[[ DOCUMENT SECTION, beginning ]]
Display stops as: These two fields let you decide how to display
stop codons in 3-letter and 1-letter code respectively. For instance, you
could use "Xxx" or "***" or "Stop" in 3-letter mode, and "X" or "*" in
1-letter mode.
Stop: Here you can enter the string to be used to represent a stop codon. For instance, "*" or "Stop".
ATG change: Altering the initial ATG can have various consequences: no protein produced (coded as: p.0), translation starting at a downstream ATG or even an upstream ATG. Without experimental evidence, the recommendation is to use the "unknown consequences" syntax: p.Met1? However, you have the option to use p.Met1Stop whenever the change would lead to a stop, or to use p.0.
Stop lost: Allows different syntaxes to represent mutations of the final stop codon to a valid amino acid, resulting in an extension of the protein. *110Alaext*17 means that the original protein now contains an extra 17 amino acids. Whereas Nostop110stop127 indicates that the mutated protein now contains a stop codon at position 127. Both notations are equivalent, but den Dunnen & Antonarakis recommend the first one.
Sustitutions: Gives you the choice between the official syntax listing the old and new amino acid (p.Arg20Ser) or a short form that only lists the new amino acid (Ser20).
Frameshift: Allows different syntaxes to represent frameshifts. Arg20fs*25 is the original recommendation, listing the first modified amino-acid and the new position of the stop codon (counting from the ATG). This recommendation was later modified to include the new identity of the first frameshifted amino acid and to number the stop codon from the start of the frameshift (not from the ATG): Arg20Profs*6. Finally, you can use a short form that does not reflect the size of the frameshift: Arg20fs.
[[ DOCUMENT SECTION, end ]]
[[ EXTRACTED DATA, beginning ]]
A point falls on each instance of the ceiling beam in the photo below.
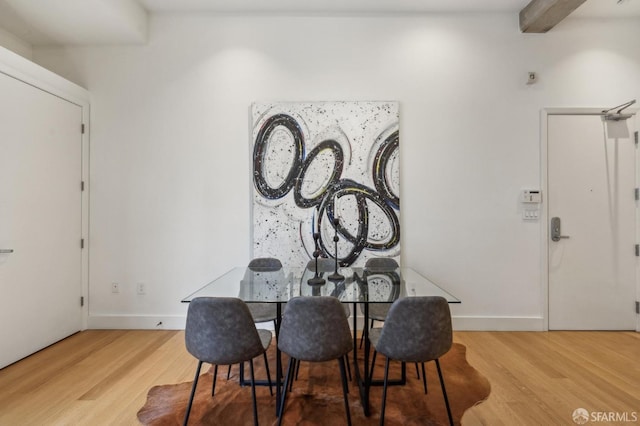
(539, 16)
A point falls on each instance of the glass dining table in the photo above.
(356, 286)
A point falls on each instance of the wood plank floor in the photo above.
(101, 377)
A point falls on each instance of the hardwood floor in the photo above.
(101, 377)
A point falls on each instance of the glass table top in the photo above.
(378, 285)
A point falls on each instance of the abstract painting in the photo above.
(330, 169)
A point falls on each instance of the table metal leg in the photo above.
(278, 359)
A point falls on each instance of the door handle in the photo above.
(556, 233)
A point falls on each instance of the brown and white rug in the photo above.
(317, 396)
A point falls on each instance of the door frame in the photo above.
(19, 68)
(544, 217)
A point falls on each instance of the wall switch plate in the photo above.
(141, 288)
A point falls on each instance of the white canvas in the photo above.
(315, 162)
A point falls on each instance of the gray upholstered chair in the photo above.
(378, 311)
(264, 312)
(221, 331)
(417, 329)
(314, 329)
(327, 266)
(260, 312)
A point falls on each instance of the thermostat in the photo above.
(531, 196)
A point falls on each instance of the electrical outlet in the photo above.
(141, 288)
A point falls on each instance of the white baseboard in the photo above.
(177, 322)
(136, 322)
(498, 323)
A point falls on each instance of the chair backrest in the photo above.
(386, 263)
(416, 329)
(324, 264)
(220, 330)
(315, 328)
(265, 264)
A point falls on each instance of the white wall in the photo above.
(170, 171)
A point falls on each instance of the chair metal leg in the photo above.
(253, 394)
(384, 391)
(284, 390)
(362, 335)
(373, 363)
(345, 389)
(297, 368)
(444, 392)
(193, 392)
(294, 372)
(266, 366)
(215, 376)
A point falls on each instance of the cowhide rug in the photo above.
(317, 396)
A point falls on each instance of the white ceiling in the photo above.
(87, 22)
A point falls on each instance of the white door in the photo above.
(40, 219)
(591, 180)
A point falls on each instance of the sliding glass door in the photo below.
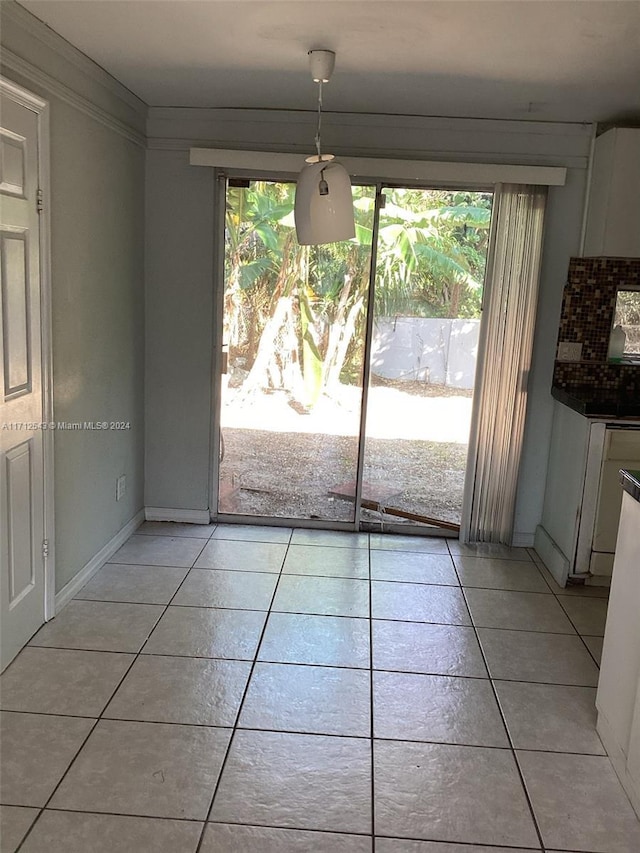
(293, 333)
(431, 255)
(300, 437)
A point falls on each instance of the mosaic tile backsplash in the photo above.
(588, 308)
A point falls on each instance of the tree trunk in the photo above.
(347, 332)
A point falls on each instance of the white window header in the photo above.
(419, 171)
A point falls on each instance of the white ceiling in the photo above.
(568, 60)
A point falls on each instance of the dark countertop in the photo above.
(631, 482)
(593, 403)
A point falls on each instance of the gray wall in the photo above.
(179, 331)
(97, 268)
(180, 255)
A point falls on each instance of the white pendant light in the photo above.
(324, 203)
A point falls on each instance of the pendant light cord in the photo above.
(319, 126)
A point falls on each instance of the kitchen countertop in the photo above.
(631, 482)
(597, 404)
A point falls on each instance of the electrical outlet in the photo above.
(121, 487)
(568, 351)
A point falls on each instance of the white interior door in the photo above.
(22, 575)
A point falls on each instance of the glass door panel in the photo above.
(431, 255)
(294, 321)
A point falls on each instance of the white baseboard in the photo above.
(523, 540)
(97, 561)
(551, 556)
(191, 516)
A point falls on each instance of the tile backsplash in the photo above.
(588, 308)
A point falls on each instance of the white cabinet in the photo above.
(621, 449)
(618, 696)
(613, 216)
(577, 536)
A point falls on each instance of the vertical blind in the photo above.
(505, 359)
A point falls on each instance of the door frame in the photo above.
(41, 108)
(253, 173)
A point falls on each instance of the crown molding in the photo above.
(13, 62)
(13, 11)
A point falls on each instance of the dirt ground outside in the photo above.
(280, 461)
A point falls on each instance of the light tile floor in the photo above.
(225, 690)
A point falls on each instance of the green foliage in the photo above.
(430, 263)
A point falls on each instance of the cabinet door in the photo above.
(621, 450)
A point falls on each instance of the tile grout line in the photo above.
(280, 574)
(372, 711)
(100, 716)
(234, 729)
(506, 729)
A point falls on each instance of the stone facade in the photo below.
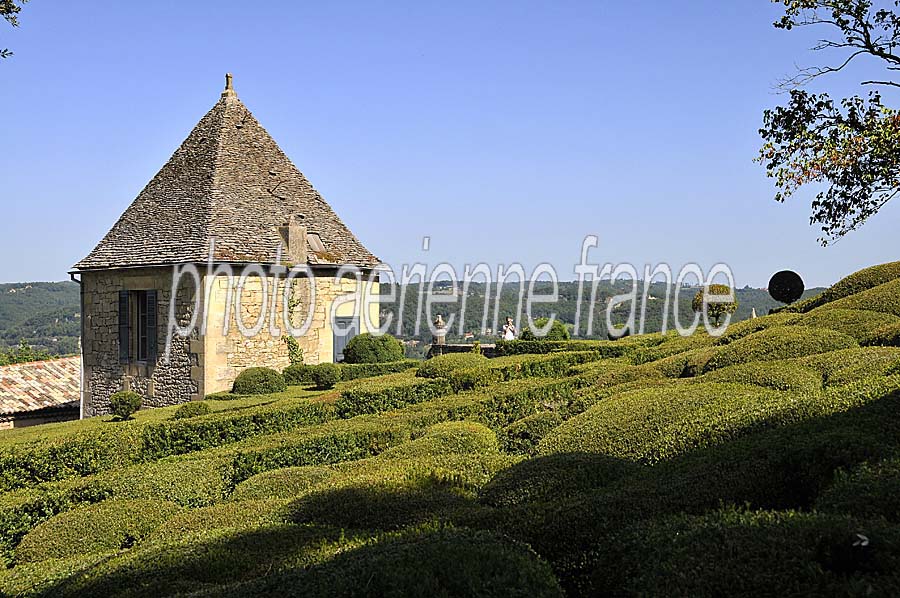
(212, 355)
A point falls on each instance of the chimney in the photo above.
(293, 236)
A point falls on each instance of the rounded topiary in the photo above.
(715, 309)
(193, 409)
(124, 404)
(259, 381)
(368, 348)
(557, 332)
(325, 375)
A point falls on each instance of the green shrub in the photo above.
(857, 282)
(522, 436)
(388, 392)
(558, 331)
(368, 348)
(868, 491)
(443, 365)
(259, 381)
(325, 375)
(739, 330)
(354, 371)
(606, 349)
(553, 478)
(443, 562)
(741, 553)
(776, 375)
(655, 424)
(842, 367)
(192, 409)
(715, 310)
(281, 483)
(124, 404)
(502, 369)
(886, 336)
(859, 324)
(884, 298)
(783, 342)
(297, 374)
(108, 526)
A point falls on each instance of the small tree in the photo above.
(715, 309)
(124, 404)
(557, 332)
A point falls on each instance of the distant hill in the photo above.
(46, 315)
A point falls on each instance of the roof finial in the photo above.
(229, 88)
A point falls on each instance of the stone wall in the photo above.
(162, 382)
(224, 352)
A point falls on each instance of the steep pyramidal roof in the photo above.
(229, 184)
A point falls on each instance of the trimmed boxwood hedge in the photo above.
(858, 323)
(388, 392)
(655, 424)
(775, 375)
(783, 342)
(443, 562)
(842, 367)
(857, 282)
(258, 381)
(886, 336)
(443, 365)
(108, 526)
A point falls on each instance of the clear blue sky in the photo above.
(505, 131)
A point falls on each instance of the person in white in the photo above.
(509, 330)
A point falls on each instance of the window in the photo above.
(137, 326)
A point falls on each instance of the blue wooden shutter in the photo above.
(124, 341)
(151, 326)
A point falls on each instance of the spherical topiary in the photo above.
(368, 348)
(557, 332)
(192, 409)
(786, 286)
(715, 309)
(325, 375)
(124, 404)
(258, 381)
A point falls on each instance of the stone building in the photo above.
[[ EXTRACTED DATA, end ]]
* _ACTIVITY_
Rewrite the notation options text starting with "Display stops as: These" and going on through "to use p.0.", putting "one-letter" everywhere "1-letter" appears.

* _ANSWER TO THE PROBLEM_
Display stops as: These two fields let you decide how to display
stop codons in 3-letter and one-letter code respectively. For instance, you
could use "Xxx" or "***" or "Stop" in 3-letter mode, and "X" or "*" in
one-letter mode.
Stop: Here you can enter the string to be used to represent a stop codon. For instance, "*" or "Stop".
ATG change: Altering the initial ATG can have various consequences: no protein produced (coded as: p.0), translation starting at a downstream ATG or even an upstream ATG. Without experimental evidence, the recommendation is to use the "unknown consequences" syntax: p.Met1? However, you have the option to use p.Met1Stop whenever the change would lead to a stop, or to use p.0.